* Reading passage
((
Her books on ice cream were a hit

Marshall published her first cookbook, The Book of Ices, in 1885. Much of it is dedicated to ‘cream ices’, but she’s also got recipes for ‘water ices’ (sweetened, flavoured water), sorbets (like water ices, but with alcohol) and frozen souffles. You’ll find a real rainbow of flavours inside – classics like strawberry or chocolate, curveballs like cucumber or white wine.

Her writing is clear, well-researched and full of tips. Too much sugar prevents ice from freezing, she tells us, and too little makes it hard and rocky.

Yes, Marshall wasn’t the first to give us recipes for ice creams in Britain. That award goes to confectioner Mary Eales and her book Mrs. Mary Eales’s Receipts, published in London in 1718. But Marshall popularised ice creams among middle- and upper-class people looking to impress dinner guests at home, earning her the nickname ‘Queen of Ices’.

She wrote three more successful books, all published by Marshall’s School of Cookery. The 1888 book Mrs. A.B. Marshall’s Cookery Book has dinner recipes spread over 400 pages. Unlike famous Victorian food writers like Isabella Beeton, whose hugely popular Mrs. Beeton’s Book of Household Management adapted existing recipes, Marshall assures us she’s made and tested every recipe herself.

“some of the prettiest dishes it is possible to send to the table”

Agnes Marshall, 1885

The Marshall’s brand

Marshall was a master of cross-selling. Her books are stuffed full of advertisements for the Marshall’s brand, including some pretty extravagant moulds sold from the School of Cookery. Imagine the thrill of having your dessert served in the shape of a beehive, asparagus, fish or swan.

The moulds, Marshall writes, “afford to the cook the opportunity of making some of the prettiest dishes it is possible to send to the table”. Just 100 years earlier, these extravagant moulded desserts would have been the exclusive joys of the rich and royal.

What if her desserts seemed a little too complicated? “Those who wish to be proficient,” she suggests, “can save themselves a great amount of time, trouble and anxiety… by attending Marshall's School of Cookey on any day arranged for ‘Ices’.”

An innovator who brought science to cookery?

In her 1888 book, Marshall includes a recipe for “cornets with cream”. These were cones made from baked almonds that could be shaped and filled “with any cream or water ice”. It’s one of the first references to ice cream being served in an edible cone.

“one of the greatest culinary pioneers this country has ever seen”

Heston Blumenthal

This would have been a novel concept to Victorian Londoners. Many ate cheap ice creams served in small glass containers called penny licks, which looked a bit like a filled-in shot glass. You’d lick the glass clean and return it to the seller, who’d then give it a quick rinse with water, ready to serve to the next customer.

A food hygiene campaigner like Marshall might not have been such a big fan of penny licks. They were eventually banned in 1926 for spreading diseases like tuberculosis.
))
* Exercise instructions
1. List every shape of mould that the passage about Agnes Marshall and ice cream names.
2. From the passage about Agnes Marshall and ice cream, set down word for word the part starting with "Marshall published her" and going on through "or white wine.".

* Information
((
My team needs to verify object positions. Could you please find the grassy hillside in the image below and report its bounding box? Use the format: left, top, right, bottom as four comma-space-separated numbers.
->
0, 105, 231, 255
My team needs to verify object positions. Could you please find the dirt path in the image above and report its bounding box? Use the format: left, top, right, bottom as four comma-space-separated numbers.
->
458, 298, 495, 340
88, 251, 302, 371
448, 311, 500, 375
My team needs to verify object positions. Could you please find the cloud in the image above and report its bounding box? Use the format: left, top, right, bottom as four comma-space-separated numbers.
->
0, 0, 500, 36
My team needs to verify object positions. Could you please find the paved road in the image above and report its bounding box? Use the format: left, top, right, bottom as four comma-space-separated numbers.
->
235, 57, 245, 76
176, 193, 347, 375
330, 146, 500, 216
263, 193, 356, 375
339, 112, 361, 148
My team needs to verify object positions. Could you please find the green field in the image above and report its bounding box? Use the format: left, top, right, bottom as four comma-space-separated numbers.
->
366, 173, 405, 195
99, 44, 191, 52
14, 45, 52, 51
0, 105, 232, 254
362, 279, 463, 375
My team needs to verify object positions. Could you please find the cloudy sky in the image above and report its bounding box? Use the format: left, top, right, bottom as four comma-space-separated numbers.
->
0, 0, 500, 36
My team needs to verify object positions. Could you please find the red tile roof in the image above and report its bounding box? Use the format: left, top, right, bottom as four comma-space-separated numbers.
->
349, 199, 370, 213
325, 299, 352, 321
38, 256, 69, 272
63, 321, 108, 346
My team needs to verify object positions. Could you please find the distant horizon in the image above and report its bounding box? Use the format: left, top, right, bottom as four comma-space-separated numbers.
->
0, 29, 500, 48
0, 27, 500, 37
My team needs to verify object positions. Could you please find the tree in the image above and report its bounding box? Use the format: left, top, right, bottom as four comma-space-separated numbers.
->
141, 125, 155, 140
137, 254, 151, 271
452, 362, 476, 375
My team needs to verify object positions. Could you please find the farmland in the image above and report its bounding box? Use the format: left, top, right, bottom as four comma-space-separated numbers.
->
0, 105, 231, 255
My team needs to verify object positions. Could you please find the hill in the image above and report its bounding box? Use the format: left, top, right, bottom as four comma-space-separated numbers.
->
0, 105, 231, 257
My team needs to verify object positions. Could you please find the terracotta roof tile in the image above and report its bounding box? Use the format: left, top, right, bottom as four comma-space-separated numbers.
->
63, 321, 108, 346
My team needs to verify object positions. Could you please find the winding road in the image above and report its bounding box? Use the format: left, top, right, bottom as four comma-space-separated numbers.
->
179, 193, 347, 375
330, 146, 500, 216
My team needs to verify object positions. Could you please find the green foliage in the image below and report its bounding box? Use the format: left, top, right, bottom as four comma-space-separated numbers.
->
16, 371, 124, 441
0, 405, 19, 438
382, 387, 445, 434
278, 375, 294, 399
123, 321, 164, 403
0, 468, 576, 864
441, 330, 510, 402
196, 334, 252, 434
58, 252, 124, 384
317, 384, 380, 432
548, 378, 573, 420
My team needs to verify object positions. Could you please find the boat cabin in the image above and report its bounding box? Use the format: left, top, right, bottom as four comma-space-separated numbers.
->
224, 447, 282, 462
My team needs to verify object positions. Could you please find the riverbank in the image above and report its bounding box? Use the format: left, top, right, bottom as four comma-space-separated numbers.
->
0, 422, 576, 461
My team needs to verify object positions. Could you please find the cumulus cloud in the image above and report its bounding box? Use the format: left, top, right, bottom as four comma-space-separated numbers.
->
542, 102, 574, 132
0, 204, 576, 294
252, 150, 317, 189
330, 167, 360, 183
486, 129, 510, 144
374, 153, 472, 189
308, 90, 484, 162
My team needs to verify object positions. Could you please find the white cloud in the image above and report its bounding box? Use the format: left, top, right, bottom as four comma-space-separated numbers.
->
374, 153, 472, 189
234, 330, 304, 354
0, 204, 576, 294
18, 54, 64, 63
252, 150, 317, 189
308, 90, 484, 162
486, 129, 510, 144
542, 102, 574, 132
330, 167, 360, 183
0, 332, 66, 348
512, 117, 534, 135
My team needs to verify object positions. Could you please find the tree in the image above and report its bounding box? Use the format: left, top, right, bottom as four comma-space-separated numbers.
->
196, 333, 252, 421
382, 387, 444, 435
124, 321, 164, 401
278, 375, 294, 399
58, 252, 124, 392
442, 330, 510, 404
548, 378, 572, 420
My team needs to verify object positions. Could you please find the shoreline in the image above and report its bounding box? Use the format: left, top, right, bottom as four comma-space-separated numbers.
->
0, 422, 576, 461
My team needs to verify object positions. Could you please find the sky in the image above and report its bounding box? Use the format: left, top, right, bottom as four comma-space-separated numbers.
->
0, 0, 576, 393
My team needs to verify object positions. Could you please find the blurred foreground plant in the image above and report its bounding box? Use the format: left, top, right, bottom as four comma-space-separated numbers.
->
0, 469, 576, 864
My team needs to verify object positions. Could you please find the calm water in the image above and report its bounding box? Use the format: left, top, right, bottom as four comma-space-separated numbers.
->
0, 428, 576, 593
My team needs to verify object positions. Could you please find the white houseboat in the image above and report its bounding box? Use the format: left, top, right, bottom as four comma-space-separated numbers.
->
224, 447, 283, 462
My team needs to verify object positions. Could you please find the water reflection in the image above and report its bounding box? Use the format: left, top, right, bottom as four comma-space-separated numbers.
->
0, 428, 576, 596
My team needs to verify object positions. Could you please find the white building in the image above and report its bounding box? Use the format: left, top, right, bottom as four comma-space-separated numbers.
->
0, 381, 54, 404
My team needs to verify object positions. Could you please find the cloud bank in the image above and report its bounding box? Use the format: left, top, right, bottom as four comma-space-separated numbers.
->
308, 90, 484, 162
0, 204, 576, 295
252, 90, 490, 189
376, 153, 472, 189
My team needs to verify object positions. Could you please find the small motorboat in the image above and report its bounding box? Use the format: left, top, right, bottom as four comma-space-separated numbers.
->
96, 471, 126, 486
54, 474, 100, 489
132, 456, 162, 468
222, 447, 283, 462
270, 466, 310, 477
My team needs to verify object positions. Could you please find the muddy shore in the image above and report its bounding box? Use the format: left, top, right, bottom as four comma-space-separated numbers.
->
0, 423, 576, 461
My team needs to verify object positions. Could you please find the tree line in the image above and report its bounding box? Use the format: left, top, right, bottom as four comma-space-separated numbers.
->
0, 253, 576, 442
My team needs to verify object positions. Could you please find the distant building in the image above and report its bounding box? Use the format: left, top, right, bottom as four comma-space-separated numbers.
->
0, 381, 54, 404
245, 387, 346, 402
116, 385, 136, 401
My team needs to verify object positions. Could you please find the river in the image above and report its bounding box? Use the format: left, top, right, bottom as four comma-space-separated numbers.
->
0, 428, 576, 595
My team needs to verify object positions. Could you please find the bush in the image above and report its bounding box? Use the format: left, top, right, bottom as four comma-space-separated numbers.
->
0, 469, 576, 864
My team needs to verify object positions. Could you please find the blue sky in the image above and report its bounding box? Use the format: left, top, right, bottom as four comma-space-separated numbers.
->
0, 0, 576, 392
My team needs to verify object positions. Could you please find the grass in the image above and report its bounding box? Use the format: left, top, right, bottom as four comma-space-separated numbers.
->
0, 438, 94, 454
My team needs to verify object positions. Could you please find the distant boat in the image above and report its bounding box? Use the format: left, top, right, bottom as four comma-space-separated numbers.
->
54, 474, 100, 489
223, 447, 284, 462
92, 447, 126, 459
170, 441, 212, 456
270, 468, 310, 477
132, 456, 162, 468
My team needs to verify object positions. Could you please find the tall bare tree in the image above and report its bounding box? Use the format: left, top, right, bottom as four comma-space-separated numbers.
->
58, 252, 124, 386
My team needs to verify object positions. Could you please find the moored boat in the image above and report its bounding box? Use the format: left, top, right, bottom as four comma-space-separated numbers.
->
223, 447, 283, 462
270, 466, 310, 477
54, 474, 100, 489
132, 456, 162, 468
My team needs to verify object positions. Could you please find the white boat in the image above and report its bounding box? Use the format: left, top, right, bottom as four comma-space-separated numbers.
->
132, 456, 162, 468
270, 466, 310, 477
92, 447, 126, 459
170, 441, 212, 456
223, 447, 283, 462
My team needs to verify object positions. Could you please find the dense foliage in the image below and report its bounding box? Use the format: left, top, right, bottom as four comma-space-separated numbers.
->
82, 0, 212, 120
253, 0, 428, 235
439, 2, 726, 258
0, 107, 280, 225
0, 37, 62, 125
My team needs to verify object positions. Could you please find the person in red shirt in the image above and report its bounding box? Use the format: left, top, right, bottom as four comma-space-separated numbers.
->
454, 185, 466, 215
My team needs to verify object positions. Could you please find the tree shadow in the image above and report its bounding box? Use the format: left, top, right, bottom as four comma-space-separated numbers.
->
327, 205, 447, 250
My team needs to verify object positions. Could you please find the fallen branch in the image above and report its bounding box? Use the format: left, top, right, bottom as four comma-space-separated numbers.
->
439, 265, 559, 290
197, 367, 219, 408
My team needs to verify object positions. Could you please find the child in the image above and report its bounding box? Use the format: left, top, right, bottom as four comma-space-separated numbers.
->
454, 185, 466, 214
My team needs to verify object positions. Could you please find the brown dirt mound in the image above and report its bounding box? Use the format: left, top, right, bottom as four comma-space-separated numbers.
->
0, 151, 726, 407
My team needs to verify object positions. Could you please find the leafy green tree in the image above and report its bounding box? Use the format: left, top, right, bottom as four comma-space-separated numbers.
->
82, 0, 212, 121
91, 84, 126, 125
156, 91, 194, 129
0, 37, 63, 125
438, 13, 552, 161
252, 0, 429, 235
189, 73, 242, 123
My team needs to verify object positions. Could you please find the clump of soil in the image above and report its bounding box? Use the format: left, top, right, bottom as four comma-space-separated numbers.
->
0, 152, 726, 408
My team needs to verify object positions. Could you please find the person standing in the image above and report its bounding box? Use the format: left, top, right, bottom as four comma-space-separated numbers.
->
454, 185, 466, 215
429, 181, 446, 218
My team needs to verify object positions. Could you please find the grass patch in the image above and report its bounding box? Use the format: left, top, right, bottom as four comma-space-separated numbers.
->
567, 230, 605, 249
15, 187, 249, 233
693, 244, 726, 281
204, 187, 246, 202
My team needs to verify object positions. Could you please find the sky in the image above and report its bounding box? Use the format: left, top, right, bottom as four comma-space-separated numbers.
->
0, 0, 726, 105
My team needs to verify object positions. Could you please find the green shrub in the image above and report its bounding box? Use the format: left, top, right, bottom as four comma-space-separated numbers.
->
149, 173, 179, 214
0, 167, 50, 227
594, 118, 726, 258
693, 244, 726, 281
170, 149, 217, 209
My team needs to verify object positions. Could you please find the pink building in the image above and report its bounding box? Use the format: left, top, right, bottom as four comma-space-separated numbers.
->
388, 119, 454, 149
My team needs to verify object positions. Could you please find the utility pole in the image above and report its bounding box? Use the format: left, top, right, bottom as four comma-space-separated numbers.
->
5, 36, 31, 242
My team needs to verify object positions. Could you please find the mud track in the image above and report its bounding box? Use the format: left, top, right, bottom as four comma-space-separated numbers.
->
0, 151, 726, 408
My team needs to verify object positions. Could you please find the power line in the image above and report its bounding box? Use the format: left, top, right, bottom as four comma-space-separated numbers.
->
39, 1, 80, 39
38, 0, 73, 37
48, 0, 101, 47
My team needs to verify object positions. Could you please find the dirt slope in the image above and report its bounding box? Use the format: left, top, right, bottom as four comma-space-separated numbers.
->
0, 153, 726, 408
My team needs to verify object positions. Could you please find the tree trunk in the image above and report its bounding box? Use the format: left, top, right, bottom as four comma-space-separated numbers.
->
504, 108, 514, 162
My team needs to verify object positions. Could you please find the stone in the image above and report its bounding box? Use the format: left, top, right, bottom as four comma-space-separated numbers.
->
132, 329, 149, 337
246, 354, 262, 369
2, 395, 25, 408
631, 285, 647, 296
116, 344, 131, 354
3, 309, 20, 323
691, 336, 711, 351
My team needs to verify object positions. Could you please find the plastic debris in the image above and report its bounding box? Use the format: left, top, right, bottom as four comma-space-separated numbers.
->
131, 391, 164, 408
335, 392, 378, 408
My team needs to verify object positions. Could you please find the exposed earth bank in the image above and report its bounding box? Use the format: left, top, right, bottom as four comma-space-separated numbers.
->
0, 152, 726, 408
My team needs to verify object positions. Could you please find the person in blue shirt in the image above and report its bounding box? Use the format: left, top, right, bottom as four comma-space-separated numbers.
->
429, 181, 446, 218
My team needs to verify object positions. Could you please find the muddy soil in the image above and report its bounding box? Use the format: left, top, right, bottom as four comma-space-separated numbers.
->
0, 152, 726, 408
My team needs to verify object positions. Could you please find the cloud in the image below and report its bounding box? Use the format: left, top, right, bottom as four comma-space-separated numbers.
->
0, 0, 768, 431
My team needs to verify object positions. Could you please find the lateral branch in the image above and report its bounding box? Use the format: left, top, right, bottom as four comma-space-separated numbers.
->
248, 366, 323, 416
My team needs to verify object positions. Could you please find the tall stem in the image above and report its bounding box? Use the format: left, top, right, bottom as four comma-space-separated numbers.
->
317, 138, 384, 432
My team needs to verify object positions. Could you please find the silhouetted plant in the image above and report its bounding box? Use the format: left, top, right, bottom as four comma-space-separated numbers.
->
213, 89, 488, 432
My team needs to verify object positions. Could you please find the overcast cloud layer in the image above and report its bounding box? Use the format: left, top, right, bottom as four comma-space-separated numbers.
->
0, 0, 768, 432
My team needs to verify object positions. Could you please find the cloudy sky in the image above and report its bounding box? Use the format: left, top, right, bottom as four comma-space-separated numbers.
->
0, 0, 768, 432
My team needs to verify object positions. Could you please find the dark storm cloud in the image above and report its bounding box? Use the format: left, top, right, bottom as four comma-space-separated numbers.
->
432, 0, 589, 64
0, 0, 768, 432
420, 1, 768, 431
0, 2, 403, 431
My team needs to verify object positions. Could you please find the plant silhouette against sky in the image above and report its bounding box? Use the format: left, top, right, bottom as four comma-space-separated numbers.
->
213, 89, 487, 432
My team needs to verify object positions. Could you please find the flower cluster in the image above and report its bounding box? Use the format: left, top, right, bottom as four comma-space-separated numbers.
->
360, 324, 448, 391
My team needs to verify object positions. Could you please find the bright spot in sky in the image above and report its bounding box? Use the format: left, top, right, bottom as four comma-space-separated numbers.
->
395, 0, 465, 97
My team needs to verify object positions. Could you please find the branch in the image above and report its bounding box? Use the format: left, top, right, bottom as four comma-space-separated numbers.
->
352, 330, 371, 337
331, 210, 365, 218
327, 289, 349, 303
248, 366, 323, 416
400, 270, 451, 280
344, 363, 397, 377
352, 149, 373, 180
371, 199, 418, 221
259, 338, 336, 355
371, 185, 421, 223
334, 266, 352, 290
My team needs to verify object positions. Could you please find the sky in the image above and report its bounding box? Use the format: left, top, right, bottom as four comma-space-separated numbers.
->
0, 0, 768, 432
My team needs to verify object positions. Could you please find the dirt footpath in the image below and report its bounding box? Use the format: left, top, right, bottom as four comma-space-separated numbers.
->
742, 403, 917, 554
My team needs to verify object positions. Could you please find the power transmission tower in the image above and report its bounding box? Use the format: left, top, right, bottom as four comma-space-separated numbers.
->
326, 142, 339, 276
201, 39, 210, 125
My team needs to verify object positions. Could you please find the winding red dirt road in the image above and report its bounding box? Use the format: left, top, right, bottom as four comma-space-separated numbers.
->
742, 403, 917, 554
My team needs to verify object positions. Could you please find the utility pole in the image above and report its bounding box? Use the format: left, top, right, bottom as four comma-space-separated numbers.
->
))
* Solved problems
1. beehive, asparagus, fish, swan

2.
Marshall published her first cookbook, The Book of Ices, in 1885. Much of it is dedicated to ‘cream ices’, but she’s also got recipes for ‘water ices’ (sweetened, flavoured water), sorbets (like water ices, but with alcohol) and frozen souffles. You’ll find a real rainbow of flavours inside – classics like strawberry or chocolate, curveballs like cucumber or white wine.